The data:
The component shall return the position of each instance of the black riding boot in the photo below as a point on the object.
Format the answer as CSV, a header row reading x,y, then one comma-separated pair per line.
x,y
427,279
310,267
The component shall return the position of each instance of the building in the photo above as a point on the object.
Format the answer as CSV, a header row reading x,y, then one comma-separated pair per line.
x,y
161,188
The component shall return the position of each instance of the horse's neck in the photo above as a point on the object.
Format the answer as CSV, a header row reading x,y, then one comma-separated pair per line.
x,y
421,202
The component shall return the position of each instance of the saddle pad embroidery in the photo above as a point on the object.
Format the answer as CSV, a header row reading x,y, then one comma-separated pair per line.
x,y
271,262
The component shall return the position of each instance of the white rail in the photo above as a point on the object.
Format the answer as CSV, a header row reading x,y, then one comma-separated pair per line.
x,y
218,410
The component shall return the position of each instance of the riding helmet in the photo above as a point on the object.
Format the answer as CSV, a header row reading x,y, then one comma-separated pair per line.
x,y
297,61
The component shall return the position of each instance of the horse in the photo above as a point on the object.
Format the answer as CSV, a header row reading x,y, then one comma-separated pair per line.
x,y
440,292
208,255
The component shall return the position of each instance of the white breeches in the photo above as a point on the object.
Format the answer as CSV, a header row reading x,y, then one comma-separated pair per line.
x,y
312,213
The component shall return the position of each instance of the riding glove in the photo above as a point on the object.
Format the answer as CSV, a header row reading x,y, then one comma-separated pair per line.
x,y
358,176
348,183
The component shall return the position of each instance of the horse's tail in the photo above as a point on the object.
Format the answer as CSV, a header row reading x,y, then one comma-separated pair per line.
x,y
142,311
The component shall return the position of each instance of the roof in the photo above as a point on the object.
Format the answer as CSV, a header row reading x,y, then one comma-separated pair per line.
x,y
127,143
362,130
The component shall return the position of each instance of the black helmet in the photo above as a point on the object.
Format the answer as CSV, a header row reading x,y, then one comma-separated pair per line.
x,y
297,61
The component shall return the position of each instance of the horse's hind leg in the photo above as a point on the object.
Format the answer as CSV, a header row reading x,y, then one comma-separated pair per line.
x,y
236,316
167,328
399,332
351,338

Instructions for the task: All lines from the listing above that include "white" should be shown.

Response box:
The component shall return the position of each instance of the white rail in the photo above as a point on the object.
The component shall return the position of each instance of the white breeches in the photo above as a point on the object.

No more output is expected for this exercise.